(Stored data entries)
[Start of section]

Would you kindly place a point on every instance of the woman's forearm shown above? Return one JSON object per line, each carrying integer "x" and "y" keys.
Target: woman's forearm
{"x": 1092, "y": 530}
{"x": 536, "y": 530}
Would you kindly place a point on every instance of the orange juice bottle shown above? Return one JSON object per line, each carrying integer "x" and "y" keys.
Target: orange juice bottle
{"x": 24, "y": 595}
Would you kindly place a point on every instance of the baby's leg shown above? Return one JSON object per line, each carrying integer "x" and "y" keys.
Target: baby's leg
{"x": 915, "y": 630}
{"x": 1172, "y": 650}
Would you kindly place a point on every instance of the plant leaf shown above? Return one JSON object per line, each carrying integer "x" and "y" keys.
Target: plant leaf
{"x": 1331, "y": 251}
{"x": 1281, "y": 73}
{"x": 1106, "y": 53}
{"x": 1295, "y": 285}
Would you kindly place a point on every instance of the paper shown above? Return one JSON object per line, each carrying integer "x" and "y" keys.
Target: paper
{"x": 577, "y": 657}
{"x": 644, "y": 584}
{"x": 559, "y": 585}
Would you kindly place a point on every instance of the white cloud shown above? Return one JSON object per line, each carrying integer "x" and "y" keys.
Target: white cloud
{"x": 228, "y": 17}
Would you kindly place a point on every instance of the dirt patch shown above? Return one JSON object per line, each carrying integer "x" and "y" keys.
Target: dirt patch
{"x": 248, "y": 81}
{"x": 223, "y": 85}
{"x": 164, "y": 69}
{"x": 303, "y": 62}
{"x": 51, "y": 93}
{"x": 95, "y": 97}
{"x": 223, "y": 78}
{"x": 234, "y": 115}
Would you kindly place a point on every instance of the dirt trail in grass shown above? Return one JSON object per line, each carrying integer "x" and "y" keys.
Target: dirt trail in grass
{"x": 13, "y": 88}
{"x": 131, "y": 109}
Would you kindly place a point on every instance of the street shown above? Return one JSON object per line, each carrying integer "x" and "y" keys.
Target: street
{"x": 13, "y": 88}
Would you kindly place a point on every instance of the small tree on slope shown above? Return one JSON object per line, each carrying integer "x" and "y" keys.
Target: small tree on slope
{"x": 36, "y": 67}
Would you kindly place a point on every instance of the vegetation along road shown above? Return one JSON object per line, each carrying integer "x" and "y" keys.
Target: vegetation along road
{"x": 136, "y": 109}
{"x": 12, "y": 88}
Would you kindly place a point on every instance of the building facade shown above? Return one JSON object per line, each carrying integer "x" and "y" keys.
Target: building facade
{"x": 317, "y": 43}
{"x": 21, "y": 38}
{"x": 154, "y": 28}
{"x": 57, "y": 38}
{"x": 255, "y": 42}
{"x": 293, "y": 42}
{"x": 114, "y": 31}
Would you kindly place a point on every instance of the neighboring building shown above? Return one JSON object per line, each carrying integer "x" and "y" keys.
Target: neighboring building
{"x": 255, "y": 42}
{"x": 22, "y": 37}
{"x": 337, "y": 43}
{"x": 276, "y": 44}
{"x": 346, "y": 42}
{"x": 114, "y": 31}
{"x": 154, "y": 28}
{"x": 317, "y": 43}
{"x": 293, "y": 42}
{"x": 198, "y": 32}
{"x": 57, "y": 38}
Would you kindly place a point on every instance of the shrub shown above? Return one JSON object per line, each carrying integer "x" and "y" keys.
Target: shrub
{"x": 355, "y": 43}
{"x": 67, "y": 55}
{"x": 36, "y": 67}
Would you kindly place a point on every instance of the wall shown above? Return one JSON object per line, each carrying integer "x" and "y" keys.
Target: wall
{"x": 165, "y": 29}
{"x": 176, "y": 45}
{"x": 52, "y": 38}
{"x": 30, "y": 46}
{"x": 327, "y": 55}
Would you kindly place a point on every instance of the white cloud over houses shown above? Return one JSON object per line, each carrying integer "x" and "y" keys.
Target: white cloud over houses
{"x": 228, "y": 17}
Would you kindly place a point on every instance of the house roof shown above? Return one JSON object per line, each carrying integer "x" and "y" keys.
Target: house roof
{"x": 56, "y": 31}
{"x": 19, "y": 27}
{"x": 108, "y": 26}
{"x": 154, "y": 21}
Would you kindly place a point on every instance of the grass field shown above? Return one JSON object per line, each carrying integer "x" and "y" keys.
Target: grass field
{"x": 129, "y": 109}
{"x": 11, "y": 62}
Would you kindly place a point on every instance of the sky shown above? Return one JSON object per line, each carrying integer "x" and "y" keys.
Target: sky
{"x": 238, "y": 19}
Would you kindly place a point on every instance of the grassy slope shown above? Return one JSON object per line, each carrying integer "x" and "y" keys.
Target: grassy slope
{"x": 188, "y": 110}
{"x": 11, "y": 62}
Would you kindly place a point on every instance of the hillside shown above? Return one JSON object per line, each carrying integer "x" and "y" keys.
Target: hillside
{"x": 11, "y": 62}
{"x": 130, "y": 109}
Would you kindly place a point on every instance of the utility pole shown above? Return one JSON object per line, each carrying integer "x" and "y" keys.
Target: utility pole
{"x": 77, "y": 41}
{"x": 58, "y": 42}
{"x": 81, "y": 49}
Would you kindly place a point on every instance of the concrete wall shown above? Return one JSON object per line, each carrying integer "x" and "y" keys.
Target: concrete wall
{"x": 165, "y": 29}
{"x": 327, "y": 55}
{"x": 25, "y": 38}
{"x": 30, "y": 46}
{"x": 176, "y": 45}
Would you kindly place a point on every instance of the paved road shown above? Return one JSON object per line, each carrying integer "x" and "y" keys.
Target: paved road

[End of section]

Work required →
Which lines of the records above contain the word "paved"? Copy each of them.

Response box →
Would you kindly place a point on every instance of the paved road shown above? Return one JSON object per line, each carrying integer "x" and "y" keys.
Target: paved road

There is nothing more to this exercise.